Selected text:
Rendle, Steffen, et al. 2012 “BPR: Bayesian personalized ranking from implicit feedback”

This paper presents a generic optimization criterion BPR-OPT for personalized ranking from implicit feedback that is the maximum posterior estimator derived from a Bayesian analysis of the problem. Unlike personalized ranking(also called item recommendation) from implicit feedback like Matrix Factorization(MF) or Adaptive kNN, BPR is directly optimized for ranking.
It also provide a generic learning algorithm for optimizing models with respect to BPR-OPT(based on stochastic gradient descent with bootstrap sampling). And it show how to apply this method to recommender models: MF and adaptive kNN.

1. Implicit Feedback

In real world scenarios most user feedback is not explicit but implicit. Implicit feedback is tracked automatically, like monitoring clicks, view times, purchases, etc. Thus it is much easier to collect, because the user has not to express his taste explicitly. Interesting about implicit feedback systems is that only positive observations are available. The non-observed user-item pairs are a mixture of real negative feedback and missing values.

real negative feedback : the user is not interested in buying the item
missing values : the user might want to buy the item in the future.

2. Personalized Ranking

The task of personalized ranking is to provide a user with a ranked list of items. An example is an online shop that wants to recommend a personalized ranked list of items that the user might want to buy.

2.1 Formalization

\[U = \text{the set of all users}\\ I = \text{the set of all items}\\ S \subseteq U \times I\\ I_u^+ := \{ i \in I : (u, i) \in S \}\\ U_i^+ := \{ u \in I : (u, i) \in S \}\\\]

The task of the recommender system is to provide the user with a personalized total ranking $>_u \subset I^2$ of all items, where $>_u$ has to meet the properties of a total order:

$\forall i, j \in I : i \ne j \Rightarrow i >_u j \vee j >_u i $ (totality)

Provided information:

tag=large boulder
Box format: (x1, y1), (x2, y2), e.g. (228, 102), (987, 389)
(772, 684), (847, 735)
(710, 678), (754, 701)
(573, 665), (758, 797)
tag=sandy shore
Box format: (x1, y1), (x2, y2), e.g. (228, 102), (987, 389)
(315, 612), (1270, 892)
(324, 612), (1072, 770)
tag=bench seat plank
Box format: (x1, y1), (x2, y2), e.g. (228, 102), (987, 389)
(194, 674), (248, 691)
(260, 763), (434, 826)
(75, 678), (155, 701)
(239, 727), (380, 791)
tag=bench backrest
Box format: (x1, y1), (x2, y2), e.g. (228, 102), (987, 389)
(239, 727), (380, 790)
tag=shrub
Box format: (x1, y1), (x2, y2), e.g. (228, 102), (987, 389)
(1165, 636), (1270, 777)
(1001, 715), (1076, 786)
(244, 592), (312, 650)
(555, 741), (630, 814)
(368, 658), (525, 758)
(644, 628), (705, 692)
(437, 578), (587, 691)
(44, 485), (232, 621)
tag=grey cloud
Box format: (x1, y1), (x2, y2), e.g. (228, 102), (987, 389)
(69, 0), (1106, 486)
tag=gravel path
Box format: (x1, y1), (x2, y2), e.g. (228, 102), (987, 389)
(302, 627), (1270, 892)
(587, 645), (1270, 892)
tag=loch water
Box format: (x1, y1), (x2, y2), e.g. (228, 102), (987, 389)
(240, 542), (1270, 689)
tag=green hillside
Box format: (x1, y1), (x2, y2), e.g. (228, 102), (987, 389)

---

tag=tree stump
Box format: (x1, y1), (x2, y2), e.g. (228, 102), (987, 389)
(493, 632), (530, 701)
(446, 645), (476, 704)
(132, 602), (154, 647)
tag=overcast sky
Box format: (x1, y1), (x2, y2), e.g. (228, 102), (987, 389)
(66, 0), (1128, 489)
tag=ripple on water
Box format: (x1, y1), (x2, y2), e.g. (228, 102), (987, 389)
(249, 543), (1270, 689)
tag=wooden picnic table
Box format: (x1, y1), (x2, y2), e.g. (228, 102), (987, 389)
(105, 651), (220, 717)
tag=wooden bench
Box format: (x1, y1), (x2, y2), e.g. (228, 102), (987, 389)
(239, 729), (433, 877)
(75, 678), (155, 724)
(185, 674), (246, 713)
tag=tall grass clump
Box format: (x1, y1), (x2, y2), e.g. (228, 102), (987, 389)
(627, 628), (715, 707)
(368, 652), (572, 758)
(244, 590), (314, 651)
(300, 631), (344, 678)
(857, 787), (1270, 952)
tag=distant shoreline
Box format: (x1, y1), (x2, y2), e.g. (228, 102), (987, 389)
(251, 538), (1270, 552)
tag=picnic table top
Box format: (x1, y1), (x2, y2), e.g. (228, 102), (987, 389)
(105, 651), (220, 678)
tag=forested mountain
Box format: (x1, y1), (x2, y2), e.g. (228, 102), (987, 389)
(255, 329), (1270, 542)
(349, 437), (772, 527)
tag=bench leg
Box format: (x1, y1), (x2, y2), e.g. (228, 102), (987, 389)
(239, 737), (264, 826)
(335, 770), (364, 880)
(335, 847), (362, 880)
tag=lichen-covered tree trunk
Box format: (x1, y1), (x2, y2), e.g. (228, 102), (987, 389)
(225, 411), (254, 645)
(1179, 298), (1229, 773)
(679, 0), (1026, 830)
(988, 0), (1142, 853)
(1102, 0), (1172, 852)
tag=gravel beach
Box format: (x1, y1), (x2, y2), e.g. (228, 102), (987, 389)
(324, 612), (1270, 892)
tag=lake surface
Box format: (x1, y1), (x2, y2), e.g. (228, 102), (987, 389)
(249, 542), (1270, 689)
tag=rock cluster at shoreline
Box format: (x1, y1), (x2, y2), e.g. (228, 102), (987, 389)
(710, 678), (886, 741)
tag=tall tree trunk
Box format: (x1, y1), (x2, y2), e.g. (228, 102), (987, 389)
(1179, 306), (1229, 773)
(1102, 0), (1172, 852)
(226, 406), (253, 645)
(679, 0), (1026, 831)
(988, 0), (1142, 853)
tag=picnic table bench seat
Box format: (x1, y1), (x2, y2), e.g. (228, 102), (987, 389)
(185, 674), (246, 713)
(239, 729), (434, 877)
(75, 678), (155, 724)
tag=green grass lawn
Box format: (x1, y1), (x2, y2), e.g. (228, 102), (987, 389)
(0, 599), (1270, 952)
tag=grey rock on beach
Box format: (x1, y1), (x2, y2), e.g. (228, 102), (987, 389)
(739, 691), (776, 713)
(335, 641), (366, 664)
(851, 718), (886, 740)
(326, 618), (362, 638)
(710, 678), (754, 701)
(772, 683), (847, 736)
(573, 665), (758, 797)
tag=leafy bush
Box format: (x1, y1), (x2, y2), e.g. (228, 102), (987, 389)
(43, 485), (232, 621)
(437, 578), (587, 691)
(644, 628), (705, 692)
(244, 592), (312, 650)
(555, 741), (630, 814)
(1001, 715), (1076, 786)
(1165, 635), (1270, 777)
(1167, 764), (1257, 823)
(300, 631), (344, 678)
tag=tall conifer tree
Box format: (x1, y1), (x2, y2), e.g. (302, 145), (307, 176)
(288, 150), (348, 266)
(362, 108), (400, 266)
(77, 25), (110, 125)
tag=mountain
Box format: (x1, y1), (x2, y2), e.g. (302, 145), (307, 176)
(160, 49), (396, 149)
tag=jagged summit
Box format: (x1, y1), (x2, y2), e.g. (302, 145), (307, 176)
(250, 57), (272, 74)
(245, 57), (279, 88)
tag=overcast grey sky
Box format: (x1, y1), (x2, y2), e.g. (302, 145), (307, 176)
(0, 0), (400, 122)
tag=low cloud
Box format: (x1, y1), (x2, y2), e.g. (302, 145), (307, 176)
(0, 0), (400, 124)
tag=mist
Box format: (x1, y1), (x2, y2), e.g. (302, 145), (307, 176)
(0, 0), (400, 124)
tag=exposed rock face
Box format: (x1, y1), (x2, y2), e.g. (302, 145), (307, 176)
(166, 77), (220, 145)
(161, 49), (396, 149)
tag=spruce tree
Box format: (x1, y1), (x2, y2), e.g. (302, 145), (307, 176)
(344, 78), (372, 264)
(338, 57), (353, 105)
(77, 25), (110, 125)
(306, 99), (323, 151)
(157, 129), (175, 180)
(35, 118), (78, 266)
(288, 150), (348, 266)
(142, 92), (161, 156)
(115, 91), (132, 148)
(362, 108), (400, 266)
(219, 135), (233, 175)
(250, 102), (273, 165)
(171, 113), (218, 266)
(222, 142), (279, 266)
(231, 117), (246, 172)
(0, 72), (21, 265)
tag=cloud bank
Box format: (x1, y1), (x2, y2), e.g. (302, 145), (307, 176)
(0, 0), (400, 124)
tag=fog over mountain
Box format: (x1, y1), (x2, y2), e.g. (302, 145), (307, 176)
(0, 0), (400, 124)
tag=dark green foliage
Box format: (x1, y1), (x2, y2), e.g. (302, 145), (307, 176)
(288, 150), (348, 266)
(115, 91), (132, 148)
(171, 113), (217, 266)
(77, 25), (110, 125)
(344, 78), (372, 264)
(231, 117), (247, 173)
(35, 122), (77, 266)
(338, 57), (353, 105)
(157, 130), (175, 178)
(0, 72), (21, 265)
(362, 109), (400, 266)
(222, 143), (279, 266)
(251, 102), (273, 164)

Instructions:
(A) Using the notes on Bayesian personalized ranking, say whether each statement agrees with the text: (i) implicit feedback is harder to collect than explicit feedback; (ii) implicit feedback systems have only positive observations available; (iii) the learning algorithm is based on stochastic gradient descent with bootstrap sampling. Answer yes or no for each, quoting the deciding words.
(B) Please answer these questions from the notes on Bayesian personalized ranking, one per line:
(i) To which two recommender models is the method applied?
(ii) What business is used as an example of personalized ranking?
(iii) What name is given in parentheses to the order property on the last line?
(C) Extend the notes on Bayesian personalized ranking, starting right after their final line.

The replies:
(A)
(i) No: "Thus it is much easier to collect, because the user has not to express his taste explicitly."
(ii) Yes: "only positive observations are available."
(iii) Yes: "based on stochastic gradient descent with bootstrap sampling"

(B)
(i) MF (Matrix Factorization) and adaptive kNN
(ii) An online shop
(iii) Totality

(C)
$\forall i, j \in I : i >_u j \vee j >_u i \Rightarrow i=j$ (antisymmetry)
$\forall i, j, k \in I : i>_u j \vee j >_u k \Rightarrow i >_u k$ (transitivity)

2.2 Analysis of the problem setting

Machine learning approaches for item recommenders typically create the training data from $S$ by giving pairs $(u, i) \in S$ a positive class label and all other combinations in $(U \times I) \setminus S$ a negative one. That means a model with enough expressiveness (that can fit the training data exactly) cannot rank at all as it predicts only 0s.

This paper uses a different approach by using item pairs as training data and optimize for correctly ranking item pairs. Assume that :

If item $i$ has been viewed by user $u$ (i.e. $(u, i) \in S$), then the user prefers this item over all other non-observed items.
For items that have both been seen by a user, we cannot infer any preference.
For items that have not seen yet by a user, we cannot infer any preference.

To formalize this, create training dataset $D_S : U \times I \times I$ by

\[D_S := \{ (u, i, j) \vert i \in I^+_u \wedge j \in I \setminus I^+_u \}\]

This approach has 2 advantages:

It also gives information to unobserved items so that they can be learned indirectly.
It can also rank unobserved items.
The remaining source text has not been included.